- **ZU ERLEDIGENDE AUFGABEN**
1. Beantworte die folgenden Fragen zum Interview mit Zuul.
(a) Auf welchem Server hat Zuul den Anduri Stamm gegründet?
(b) Wie viele Jahre lang war Zuul Gildenleiter?
(c) Aus welchen beiden Figuren war Zuul als Mischung angelegt?
2. Gib den Abschnitt aus dem Interview mit Zuul wortgetreu wieder, beginnend bei „Zuul hat seine“ und endend bei „desillusioniert und zynisch.“.

- **SEITE**
# Ein Interview mit Zuul



## Hildegard_Sprigglespruxx (18. März 2009)

*Zuul hat lange World of Warcraft gespielt. Er hat den Anduri Stamm  auf dem Server Forscherliga gegründet und war drei Jahre lang Gildenleiter Stamm und galt als einer der kreativsten und besten Rollenspieler.  Mittlerweile schreibt er das Blog [Duplex³|Leben da:zwischen] und dort findet sich folgende Selbstbeschreibung.

Älter als man denkt und jünger als ich aussehe. Geboren im Mittelstand, aufgewachsen im Mittelstand. Gesegnet mit einer Rechtschreibschwäche und zuviel Ego. Gestraft mit Sturheit und Scheu. Schwer zusagen was man ist wenn einem nur so wenige Zeilen bleiben. Vielleicht reicht es wenn man feststellt: "Wenigstens ähnelt es seinem Vater" *


_*Hildegard:* Die wenigsten der Leser kennen Zuul als Charakter. Wie wurde Zuul zu diesem alten Troll in Booty Bay ?_

*Zuul:* Am Anfang war da im Grunde nur ein Troll und der Spieler der sich dachte: Man, dieses En Fuego aus WC3 der Fledermausreiter klingt echt cool. Zuul war ein völliges Tabula Rasa, ich wusste nur das er alt sein sollte. 
Zuul hat seine Schlachten hinter sich. Er erzählt gern von früher, wie viele er umgelegt hat, wie viele Weibchen er hatte, was er für ein altmetallkackender Superbulle ist. Das reizvolle war das er seine Geschichten IMMER ausschmückt. Zuul war als Mischung zwischen Vash the Stampede und Lobo angelegt. Der Klischee-Krieger. In einer Welt voller Besonderheiten ist das Klischee das einzig individuelle. Vom Krieg desillusioniert und zynisch.

- **DATEN**
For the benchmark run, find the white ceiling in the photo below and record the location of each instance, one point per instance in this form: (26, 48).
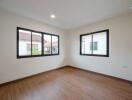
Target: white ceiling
(69, 13)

- **LÖSUNGEN JE AUFGABE**
1.
(a) Auf dem Server Forscherliga.
(b) Drei Jahre lang.
(c) Aus Vash the Stampede und Lobo.

2.
Zuul hat seine Schlachten hinter sich. Er erzählt gern von früher, wie viele er umgelegt hat, wie viele Weibchen er hatte, was er für ein altmetallkackender Superbulle ist. Das reizvolle war das er seine Geschichten IMMER ausschmückt. Zuul war als Mischung zwischen Vash the Stampede und Lobo angelegt. Der Klischee-Krieger. In einer Welt voller Besonderheiten ist das Klischee das einzig individuelle. Vom Krieg desillusioniert und zynisch.